(REQUIREMENT) Render the items below as a numbered list, leaving out any blank lines and omitting the pictures.
**** STORED DATA ****
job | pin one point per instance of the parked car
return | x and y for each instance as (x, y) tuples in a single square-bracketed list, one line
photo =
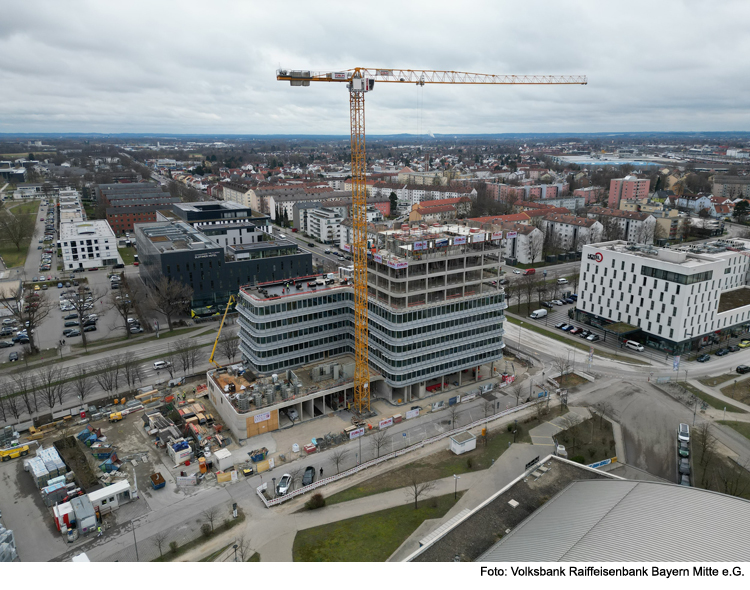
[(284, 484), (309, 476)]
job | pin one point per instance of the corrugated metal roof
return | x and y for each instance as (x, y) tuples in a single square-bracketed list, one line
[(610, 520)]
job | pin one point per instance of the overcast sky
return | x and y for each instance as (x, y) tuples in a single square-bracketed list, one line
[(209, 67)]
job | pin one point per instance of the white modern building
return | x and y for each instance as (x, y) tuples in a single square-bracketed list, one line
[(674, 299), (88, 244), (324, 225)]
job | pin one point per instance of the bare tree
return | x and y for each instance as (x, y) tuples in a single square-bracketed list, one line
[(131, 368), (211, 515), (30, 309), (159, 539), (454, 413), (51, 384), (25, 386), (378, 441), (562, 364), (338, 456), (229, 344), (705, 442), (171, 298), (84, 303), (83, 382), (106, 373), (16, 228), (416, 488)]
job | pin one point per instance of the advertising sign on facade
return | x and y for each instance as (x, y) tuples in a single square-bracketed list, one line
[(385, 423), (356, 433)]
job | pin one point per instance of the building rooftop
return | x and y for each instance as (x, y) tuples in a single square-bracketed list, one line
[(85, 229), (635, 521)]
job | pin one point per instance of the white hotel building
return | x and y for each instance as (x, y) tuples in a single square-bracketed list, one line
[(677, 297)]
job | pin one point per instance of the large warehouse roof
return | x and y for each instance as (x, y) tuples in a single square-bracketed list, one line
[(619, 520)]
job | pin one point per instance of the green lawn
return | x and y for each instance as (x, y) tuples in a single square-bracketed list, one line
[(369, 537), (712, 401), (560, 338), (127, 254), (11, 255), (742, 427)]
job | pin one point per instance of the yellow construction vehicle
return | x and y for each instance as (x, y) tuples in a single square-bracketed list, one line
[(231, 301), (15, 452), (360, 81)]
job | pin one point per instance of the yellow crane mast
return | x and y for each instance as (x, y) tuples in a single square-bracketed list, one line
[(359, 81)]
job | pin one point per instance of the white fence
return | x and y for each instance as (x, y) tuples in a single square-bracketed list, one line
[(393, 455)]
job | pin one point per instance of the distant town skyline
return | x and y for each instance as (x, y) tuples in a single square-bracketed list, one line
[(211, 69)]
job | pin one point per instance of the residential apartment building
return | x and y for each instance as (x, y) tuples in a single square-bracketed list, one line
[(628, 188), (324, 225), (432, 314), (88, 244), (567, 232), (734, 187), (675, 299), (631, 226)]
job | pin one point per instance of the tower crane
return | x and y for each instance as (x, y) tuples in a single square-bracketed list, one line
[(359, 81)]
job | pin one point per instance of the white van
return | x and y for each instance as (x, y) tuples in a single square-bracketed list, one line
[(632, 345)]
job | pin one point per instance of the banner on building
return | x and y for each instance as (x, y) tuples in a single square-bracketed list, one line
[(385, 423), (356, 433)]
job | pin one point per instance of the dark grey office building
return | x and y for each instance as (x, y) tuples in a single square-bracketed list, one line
****
(RESULT)
1. job | pin one point per instance of the parked car
2. return | x and y for each instance as (x, y) tuples in a single square-bracketed list, one line
3. photo =
4. [(284, 484), (309, 476)]
5. job | pin one point per instance of the corrugated metal roof
6. return | x and y for each instance as (x, y) tuples in a single square-bracketed list, one line
7. [(610, 520)]
8. job | pin one point per instance of the overcast sky
9. return | x and y for each instance as (x, y) tuples in a single square-bracketed list, one line
10. [(209, 67)]
11. job | pin one point per instance of the white modern building
12. return | x and y for each instance as (x, y) tuples in a single square-bracketed list, one line
13. [(674, 299), (88, 244), (324, 225)]
14. job | pin one point per instance of the bare tree
15. return | x and y for each instance as (x, y) tuples in a single square-bracketed list, one line
16. [(131, 368), (211, 515), (30, 309), (159, 539), (454, 413), (51, 384), (25, 386), (378, 441), (562, 364), (338, 456), (229, 344), (705, 442), (171, 298), (84, 303), (83, 382), (106, 373), (16, 228), (416, 488)]
17. job | pin one point per instance of the advertising sign on facade
18. return | x and y for each instance as (x, y) tuples in a single square-bracketed list, one line
19. [(385, 423), (356, 433)]
20. job | pin one point per instance of the building rooftop
21. return | x and y for each instance as (x, y) tuples in a single square-bracketed list, one line
22. [(85, 229), (635, 521)]
23. job | pin one point per instance of the white hotel building
24. return | x and y for each instance as (x, y) tuples in a single square-bracketed list, one line
25. [(677, 297)]
26. job | pin one point per instance of the large warehouse roof
27. return | x and y for each instance as (x, y) tuples in a single square-bracketed list, one line
28. [(619, 520)]
29. job | pin one point per instance of the green lawn
30. return | x and y for each instance as (x, y) tuples in a single square-bracketed list, one line
31. [(369, 537), (712, 401), (560, 338), (127, 254), (11, 255), (742, 427)]
32. job | pin one point per instance of the yellow construction vehicle
33. return | x and y for each instance as (x, y) tuples in a single square-bracketed list, one line
34. [(231, 301), (15, 452), (360, 81)]
35. job | pin one point per instance of the yellow crane mast
36. return | x and y for each instance as (x, y) tuples in a single square-bracketed list, one line
37. [(359, 81)]
38. job | pin one point per instance of the white fence
39. return | x and y for each instance as (x, y) tuples in a single square-bracketed list, one line
40. [(393, 455)]
41. job | pin one point per instance of the distant town skyline
42. return | x and y for each instance as (x, y) tuples in a single square-bracketed list, one line
43. [(211, 69)]
44. job | pin one point per instance of the residential apartment building
45. return | x and y for each instance as (x, y) tuples in a single square-bracketed list, one line
46. [(628, 188), (324, 225), (432, 314), (88, 244), (567, 232), (734, 187), (675, 299), (631, 226)]
47. job | pin one point per instance of the tower crane
48. return | x and y for each instance as (x, y) tuples in a single square-bracketed list, one line
49. [(359, 81)]
50. job | pin one point per instance of the white van
51. return | x and y for each instance as (x, y) tuples in a single square-bracketed list, one line
52. [(632, 345)]
53. job | pin one point per instance of the banner on building
54. return | x and y for each instance as (x, y) tuples in a single square-bracketed list, one line
55. [(385, 423), (356, 433)]
56. job | pin one point per instance of the dark grey office building
57. return | x and y for each instance as (x, y) tuples in a single square-bracketed list, one line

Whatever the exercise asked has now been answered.